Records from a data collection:
[Start of Attachment]

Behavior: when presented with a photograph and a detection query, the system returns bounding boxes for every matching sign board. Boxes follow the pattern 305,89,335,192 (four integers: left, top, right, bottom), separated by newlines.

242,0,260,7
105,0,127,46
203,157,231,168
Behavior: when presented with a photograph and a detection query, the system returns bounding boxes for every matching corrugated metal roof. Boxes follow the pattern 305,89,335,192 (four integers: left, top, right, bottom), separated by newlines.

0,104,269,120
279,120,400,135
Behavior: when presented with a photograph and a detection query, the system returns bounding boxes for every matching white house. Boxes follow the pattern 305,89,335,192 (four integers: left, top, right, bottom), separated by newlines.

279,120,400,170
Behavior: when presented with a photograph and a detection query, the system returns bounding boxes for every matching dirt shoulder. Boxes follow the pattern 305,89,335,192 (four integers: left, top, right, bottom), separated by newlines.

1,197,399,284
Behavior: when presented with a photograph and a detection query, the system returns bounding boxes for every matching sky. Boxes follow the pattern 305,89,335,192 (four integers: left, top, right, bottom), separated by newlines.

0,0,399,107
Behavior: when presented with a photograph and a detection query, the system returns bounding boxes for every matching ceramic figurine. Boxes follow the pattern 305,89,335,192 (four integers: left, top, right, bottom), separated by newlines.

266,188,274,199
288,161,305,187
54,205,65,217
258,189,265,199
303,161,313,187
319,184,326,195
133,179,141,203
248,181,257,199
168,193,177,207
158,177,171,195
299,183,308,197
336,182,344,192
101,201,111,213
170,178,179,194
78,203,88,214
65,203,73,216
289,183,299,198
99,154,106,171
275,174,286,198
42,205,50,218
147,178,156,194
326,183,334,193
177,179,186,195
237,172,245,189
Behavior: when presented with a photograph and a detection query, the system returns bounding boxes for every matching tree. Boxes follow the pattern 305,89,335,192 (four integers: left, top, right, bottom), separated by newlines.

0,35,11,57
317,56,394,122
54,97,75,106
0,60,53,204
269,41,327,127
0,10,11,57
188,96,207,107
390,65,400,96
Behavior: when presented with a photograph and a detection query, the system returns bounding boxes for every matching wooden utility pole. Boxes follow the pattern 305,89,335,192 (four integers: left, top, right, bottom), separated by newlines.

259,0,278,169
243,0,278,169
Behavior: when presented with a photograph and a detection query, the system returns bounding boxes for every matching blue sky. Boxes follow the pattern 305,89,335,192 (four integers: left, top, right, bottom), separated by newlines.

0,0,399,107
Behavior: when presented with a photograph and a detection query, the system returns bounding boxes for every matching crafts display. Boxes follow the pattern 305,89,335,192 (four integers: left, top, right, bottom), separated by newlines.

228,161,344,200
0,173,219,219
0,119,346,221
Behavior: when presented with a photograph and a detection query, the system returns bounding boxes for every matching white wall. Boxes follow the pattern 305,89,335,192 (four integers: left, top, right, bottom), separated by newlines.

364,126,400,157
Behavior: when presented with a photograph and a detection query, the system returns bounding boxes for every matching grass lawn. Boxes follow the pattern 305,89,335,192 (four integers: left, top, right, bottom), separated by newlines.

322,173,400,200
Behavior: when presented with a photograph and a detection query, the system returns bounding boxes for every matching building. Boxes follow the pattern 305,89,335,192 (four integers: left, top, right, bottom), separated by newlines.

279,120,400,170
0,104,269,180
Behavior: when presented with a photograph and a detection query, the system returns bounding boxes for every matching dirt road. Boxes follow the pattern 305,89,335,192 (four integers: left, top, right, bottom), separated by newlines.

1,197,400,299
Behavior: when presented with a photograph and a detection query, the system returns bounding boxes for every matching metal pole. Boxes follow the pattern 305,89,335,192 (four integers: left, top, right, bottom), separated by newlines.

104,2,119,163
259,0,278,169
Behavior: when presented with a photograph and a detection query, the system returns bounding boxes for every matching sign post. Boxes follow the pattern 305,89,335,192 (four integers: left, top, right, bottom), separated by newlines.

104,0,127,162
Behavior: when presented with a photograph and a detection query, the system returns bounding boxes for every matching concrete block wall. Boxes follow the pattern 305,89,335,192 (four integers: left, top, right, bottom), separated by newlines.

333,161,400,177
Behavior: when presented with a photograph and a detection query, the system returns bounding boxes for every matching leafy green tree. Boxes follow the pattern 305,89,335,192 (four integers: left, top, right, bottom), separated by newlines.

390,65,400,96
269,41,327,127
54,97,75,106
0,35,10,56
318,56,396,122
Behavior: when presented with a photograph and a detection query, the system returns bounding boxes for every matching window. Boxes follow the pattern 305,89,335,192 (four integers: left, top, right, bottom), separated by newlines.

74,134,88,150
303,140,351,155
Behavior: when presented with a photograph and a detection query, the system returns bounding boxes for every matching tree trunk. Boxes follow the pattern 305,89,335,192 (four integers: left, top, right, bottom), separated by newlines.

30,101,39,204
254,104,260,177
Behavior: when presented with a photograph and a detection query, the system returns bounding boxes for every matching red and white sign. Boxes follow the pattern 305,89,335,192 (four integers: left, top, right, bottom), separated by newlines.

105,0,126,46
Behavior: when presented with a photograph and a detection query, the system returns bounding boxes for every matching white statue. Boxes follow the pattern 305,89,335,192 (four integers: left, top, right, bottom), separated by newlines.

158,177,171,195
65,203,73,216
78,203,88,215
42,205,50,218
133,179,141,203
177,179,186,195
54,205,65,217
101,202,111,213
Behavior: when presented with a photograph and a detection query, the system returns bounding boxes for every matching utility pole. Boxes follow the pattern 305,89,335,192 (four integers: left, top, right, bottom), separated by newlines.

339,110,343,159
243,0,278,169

[End of Attachment]

• Aim of the exercise: Every record must be written out again without any change.

• Result of the exercise:
Behavior: when presented with a photograph and a detection query, the system returns bounding boxes for every matching sign board. Boxes follow the pattern 305,89,335,192 (four integers: left, top, right, bottom), separated by newlines.

242,0,260,7
105,0,127,46
203,157,231,168
Behavior: when presented with a photograph and a detection query, the system returns bounding boxes for every matching corrugated metal roof. Boxes follow the pattern 305,89,335,192 (four integers: left, top, right, bottom), separated by newlines.

0,104,269,120
279,120,400,135
Behavior: when presented with a photograph and a detection query, the system returns bounding boxes for every matching white house. Boxes follow the pattern 305,89,335,192 (four integers: left, top, right, bottom), separated by newlines.

279,120,400,170
Behavior: when presented with a photograph and a detection query, the system returns bounding boxes for every matching dirt shoulder. Boxes follow the pattern 305,89,335,192 (four integers: left, top, right, bottom), separated by newlines.

1,197,399,284
Behavior: when presented with a photograph and a detection query, the system returns bounding boxes for every matching sky. Boxes follow the pattern 305,89,335,192 (four integers: left, top, right, bottom), separated by newlines.

0,0,399,107
Behavior: when presented with a photograph and a detection query, the system returns bounding boxes for every matching ceramic figurine. Boxes follow the pattern 305,89,335,192 (four integers: left, top, right, bottom), separated by newlines.

266,188,274,199
288,161,305,187
54,205,65,217
258,189,265,199
303,161,313,187
319,184,326,195
133,179,141,203
248,181,257,199
168,193,177,207
158,177,171,195
299,183,308,197
336,182,344,192
101,201,111,213
170,178,179,194
78,203,88,214
65,203,73,216
289,183,299,198
99,154,106,171
275,174,286,198
42,205,50,218
147,178,156,194
326,183,334,193
177,179,186,195
237,172,245,189
Behavior: when presented with a photograph and a detection query, the system returns bounding boxes for every matching tree. Boxes follow the pattern 305,89,335,192 (four integers: left, top, right, bottom), separated by newlines.

0,35,11,57
317,56,394,122
54,97,75,106
0,60,53,204
269,41,327,127
0,10,11,57
188,96,207,107
390,65,400,96
Behavior: when presented with a photograph and a detection query, the system returns bounding boxes for every matching wooden utility pole. Boxes follow the pattern 305,89,335,192 (four integers: left, top, right, bottom), separated by newlines.

259,0,278,169
243,0,278,169
Behavior: when presented with a photograph and a detection query, the system returns bounding boxes for every matching blue sky. Boxes follow the pattern 305,89,335,192 (four integers: left, top, right, bottom), separated by newlines.

0,0,399,107
Behavior: when presented with a photograph and a detection query, the system returns bounding boxes for every matching crafts display. Boxes follow the pattern 305,89,335,192 (four integers: left, top, right, bottom), separated by newlines.

228,161,344,200
0,173,219,219
0,119,346,221
Behavior: when presented with a photograph and a detection query, the system returns bounding boxes for every matching white wall. Boxes follow the pattern 305,89,335,192 (four integers: left, top, right, bottom), separated by newlines.

364,126,400,157
Behavior: when presented with a photograph and a detection query, the system returns bounding boxes for every matching grass lawn. Boxes follow the pattern 305,89,335,192 (four integers: left, top, right, bottom), separated by newlines.

322,173,400,200
Behavior: when presented with a photograph and a detection query, the system returns bounding boxes for every matching building. Boxes follow the pattern 305,89,335,192 (four integers: left, top, right, bottom), separated by newlines.

279,120,400,170
0,104,269,180
Behavior: when presented with a photograph and a detection query, the system returns bounding boxes for every matching dirt road. Boxes follow the pattern 305,89,335,192 (four integers: left, top, right, bottom), separated by newlines.

1,197,400,299
Behavior: when presented with a photograph and a detection query, the system returns bounding boxes for every matching metal pole. Boxes follow the pattern 305,89,335,192 (four integers: left, top, right, bottom), separated by newlines.

104,2,119,163
259,0,278,169
Behavior: when presented with a photograph and a detection query, the system returns bounding boxes for every matching sign post. Boxes follow the pattern 305,89,335,192 (four integers: left, top, right, bottom), separated by newlines.

104,0,127,162
Behavior: when presented with a photograph and a detection query, the system returns bounding boxes for every matching concrete block wall. Boxes follow the pattern 305,89,335,192 (four integers: left, top, right, bottom), separated by newlines.

333,161,400,177
Behavior: when presented with a photograph and a detection query, the system returns bounding boxes for every matching leafy green tree. Boxes follow the pattern 305,89,335,192 (four integers: left, top, right, bottom), separated by newlines.

390,65,400,96
269,41,327,127
54,97,75,106
0,35,10,56
318,56,396,122
Behavior: when presented with a photograph and a detection query, the system returns bounding boxes for every matching window. Boxes follow the pattern 305,89,335,192 (four integers: left, top, right, bottom), separated by newlines.

74,134,88,150
303,140,351,155
Behavior: when presented with a photograph and a detection query, the system returns bounding boxes for every matching tree trunk. Boxes follow the pattern 305,89,335,192 (four integers: left, top, right, bottom), separated by newlines.

30,101,39,204
254,104,260,177
Behavior: when presented with a photograph and a detection query, the system returns bounding boxes for every matching red and white sign. Boxes follow the pattern 305,89,335,192 (four integers: left, top, right, bottom), separated by newlines.

105,0,126,46
Behavior: when presented with a photograph and a detection query, the system returns bounding boxes for every matching white statue. Boxes follow the pattern 305,89,335,192 (four integers: left, top, right, bottom), separated by newlines.

158,177,171,195
65,203,73,216
78,203,88,215
42,205,50,218
133,179,141,203
177,179,186,195
54,205,65,217
101,202,111,213
Behavior: when presented with a photograph and a detection query, the system returns bounding boxes for every matching utility pole. Boxes follow the pattern 305,89,335,192 (four integers: left, top, right, bottom), separated by newlines.

339,110,343,159
243,0,278,169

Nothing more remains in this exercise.